What this task involves -
Reproduce the material word for word, from its first line up to and including the line that contains "positive clicks: (523, 423) (525, 458)".

(Collected data)
• • • • • • •

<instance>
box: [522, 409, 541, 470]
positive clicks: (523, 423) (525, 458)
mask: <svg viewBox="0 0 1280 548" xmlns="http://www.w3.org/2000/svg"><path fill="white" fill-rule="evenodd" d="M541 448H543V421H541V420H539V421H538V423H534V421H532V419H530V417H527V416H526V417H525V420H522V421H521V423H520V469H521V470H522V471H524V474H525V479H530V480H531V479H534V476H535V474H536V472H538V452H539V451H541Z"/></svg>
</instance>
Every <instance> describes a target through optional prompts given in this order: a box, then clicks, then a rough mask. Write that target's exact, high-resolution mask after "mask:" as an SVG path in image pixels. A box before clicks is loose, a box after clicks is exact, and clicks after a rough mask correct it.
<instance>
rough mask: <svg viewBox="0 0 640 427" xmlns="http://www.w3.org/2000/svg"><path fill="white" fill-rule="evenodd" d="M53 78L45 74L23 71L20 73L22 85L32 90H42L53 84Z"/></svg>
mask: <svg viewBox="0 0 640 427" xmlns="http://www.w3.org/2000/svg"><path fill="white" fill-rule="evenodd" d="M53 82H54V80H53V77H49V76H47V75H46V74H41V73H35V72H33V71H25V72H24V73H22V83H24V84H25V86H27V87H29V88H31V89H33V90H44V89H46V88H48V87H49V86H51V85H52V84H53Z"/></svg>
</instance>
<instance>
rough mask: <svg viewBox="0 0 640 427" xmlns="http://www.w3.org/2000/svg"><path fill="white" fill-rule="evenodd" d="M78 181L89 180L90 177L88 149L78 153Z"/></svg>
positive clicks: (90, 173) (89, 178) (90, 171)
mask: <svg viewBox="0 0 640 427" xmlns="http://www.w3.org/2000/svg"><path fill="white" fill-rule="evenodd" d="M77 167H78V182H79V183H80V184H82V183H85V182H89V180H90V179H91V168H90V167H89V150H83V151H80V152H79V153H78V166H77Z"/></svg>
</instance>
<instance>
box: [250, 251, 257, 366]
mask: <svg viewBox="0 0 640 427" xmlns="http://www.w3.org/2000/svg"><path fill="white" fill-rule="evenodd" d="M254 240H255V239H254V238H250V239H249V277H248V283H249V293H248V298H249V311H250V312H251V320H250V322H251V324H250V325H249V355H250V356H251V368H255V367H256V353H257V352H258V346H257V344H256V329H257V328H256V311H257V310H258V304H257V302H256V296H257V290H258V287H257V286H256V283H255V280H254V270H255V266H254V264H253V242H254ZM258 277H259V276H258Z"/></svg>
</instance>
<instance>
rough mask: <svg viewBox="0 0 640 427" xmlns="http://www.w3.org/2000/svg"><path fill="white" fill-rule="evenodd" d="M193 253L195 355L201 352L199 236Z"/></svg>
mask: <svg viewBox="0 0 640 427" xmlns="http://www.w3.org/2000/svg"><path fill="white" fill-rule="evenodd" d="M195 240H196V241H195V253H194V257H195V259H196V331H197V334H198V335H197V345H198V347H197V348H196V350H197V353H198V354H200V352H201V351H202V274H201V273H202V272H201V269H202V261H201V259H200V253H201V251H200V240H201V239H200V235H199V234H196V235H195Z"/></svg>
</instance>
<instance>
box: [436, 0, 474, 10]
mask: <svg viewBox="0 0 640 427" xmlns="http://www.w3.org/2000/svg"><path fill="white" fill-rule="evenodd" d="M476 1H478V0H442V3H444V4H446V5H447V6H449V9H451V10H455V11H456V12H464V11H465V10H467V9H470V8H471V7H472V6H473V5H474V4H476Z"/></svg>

• • • • • • •

Exercise response -
<instance>
box: [522, 409, 541, 470]
positive clicks: (523, 423) (525, 458)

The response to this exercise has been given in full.